* _Excerpted text_
A traveling suit of 1872 of Sage-green wool with jet bead fringe trim. The military front above the voluminous skirt and bustle accents the padded hips and tiny waist. The modern adaptation is a suit of sage-green faille -- approximately the same color as the costume -- and featuring the military front of the 1872 original. The silhouette is rounded shoulders and long skirts with flare accentuating the hip line. It is topped with a brown felt hat with a sage-green ribbon band and a large bow in the back with gloves and shoes in brown.


Another is of purple heavy all, silk taffeta from 1872. A voluminous skirt tied in the back with a large bow and a slight train accentuates the bustle effect. The vest is cream-colored satin brocade with self-covered buttons. The modern adaptation is a spring suit of grey linen with white linen accents: the criss-cross detail from the original forms the pockets, as does the white linen button-down neckline. A white straw sailor hat has a cerise ribbon band, a bow, and a pair of white gloves complete the ensemble.

Sheridan later said the film "was not a good picture." Jack Warner "was amazed that I accepted it," but "Errol Flynn was a big box office name, and women didn't get to do Westerns very often. I thought it might be a good combination and that it might turn into a good picture. Unfortunately, it didn't."

After River, Sheridan was loaned to RKO for the more modern Good Sam with Gary Cooper. She played the wife of a family man who helps people in need and ends up broke. Ann's wardrobe was stylish and modern.












A wool suit with pale beige, dark beige, and brown stripes. The jacket and skirt are cut straight for the long, slim look, with diagonal side panels set to accent the waistline. Stripes are cut on the diagonal for the Demme collar and shirt cuffs. The single jacket button and cuff buttons are square and coin-thin. A beanie hat of dark brown felt is tied in the back with a bow of coarse brown veiling. Gloves and pumps are made of brown suede.


A black broadcloth suit, styled with a nipped-in waist and huge false pockets, flared to create that hourglass look. The skirt is snugly fitted and tapered to the hemline. The hat is black felt; the fullness pleated into a broad band of steel grey grosgrain ribbon, which ties in back in a flat tailored Bow. The scarf is grey with fuchsia pinks, and the pink gloves are deerskin.

* _Given records_
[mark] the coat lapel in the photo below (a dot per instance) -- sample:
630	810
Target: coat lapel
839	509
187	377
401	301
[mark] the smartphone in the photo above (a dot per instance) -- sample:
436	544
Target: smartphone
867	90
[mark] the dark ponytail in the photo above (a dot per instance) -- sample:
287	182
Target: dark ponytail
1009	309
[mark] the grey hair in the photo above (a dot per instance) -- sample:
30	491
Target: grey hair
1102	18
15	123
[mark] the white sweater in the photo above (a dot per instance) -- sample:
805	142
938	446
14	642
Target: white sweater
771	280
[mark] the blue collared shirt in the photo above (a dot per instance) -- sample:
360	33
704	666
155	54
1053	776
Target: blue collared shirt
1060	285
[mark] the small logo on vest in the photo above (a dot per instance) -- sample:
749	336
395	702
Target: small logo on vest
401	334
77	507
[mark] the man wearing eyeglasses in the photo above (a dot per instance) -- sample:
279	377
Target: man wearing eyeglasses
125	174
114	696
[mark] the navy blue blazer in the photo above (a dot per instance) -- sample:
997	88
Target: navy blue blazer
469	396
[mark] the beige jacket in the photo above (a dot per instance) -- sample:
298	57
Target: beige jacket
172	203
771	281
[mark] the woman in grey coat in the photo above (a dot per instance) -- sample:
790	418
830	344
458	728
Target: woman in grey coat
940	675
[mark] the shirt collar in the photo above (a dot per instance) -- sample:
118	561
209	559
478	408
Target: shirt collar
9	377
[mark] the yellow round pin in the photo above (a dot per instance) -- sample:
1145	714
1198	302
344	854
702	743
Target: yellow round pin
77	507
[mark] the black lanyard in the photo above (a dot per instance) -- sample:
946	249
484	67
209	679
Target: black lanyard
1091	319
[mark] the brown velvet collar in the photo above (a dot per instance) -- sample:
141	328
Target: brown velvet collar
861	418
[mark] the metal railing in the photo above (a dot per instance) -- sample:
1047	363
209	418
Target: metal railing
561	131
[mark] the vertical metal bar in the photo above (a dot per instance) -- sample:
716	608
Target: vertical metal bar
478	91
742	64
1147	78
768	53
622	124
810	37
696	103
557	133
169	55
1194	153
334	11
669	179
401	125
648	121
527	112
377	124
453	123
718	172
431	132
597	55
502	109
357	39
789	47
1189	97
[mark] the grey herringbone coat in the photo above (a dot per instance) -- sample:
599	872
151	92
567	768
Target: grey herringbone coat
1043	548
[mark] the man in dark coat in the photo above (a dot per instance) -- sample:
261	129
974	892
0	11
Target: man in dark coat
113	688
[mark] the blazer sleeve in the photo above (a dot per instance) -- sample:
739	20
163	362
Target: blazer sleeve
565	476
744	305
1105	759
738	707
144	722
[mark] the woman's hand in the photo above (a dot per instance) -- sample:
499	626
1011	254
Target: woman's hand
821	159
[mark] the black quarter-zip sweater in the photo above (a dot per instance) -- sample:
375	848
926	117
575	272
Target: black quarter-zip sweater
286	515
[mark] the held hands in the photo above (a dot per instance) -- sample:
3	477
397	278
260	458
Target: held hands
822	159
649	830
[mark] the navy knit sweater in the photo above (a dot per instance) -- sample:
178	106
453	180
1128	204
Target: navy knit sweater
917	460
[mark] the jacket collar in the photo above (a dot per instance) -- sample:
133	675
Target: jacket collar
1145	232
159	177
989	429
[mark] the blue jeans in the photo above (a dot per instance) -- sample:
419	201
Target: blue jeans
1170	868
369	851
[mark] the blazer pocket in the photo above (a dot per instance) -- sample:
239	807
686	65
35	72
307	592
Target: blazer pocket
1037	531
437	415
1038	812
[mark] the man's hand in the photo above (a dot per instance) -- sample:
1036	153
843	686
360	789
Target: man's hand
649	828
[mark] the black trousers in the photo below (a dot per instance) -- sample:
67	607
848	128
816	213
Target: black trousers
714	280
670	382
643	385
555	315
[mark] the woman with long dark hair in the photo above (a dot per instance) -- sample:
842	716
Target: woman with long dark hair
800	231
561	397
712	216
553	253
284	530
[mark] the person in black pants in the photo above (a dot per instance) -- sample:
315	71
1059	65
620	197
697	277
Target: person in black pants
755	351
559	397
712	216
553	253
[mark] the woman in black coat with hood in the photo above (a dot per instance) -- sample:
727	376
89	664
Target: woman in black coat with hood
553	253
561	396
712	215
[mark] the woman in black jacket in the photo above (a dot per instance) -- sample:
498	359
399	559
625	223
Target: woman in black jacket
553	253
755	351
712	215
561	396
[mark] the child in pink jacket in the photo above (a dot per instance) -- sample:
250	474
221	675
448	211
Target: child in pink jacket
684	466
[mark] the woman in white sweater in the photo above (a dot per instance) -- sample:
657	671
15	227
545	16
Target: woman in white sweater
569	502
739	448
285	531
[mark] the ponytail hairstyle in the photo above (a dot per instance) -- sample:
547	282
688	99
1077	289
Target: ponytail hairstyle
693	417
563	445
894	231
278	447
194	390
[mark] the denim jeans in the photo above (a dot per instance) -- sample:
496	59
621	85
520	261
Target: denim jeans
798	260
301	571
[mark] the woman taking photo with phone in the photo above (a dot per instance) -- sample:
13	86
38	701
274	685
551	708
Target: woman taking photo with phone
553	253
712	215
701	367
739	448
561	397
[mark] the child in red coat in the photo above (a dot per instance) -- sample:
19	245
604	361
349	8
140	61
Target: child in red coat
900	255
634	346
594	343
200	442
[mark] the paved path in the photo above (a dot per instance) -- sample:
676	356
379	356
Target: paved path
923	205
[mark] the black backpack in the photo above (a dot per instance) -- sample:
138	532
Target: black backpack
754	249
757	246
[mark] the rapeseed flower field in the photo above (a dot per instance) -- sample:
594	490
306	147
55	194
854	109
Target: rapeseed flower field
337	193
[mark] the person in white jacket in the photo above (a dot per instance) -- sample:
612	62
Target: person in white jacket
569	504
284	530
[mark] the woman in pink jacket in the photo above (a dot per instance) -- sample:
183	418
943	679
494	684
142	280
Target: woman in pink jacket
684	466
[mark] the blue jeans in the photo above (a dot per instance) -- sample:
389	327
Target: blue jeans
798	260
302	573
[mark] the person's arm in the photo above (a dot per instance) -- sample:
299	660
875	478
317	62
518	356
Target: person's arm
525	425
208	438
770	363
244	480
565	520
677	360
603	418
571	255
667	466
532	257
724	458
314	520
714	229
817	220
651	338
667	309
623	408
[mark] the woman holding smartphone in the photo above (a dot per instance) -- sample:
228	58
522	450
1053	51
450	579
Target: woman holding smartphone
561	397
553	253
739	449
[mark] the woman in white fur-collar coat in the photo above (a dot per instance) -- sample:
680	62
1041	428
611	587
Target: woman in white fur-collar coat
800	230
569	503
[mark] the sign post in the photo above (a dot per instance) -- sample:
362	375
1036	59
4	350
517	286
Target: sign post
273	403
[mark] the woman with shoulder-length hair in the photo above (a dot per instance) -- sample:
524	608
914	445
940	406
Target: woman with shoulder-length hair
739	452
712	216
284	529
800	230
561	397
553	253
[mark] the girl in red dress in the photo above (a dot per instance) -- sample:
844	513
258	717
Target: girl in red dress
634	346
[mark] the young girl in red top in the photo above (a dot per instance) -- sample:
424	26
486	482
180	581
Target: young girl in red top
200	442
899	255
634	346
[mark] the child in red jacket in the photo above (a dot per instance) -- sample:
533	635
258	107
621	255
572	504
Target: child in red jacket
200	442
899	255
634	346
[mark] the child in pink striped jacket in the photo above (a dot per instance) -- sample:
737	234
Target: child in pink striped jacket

* _What to produce_
In the excerpt about period costumes and their modern adaptations, what fabric is used for the modern version of the 1872 sage-green traveling suit? This data has no connection to the text.

* _Solution to this problem_
Sage-green faille.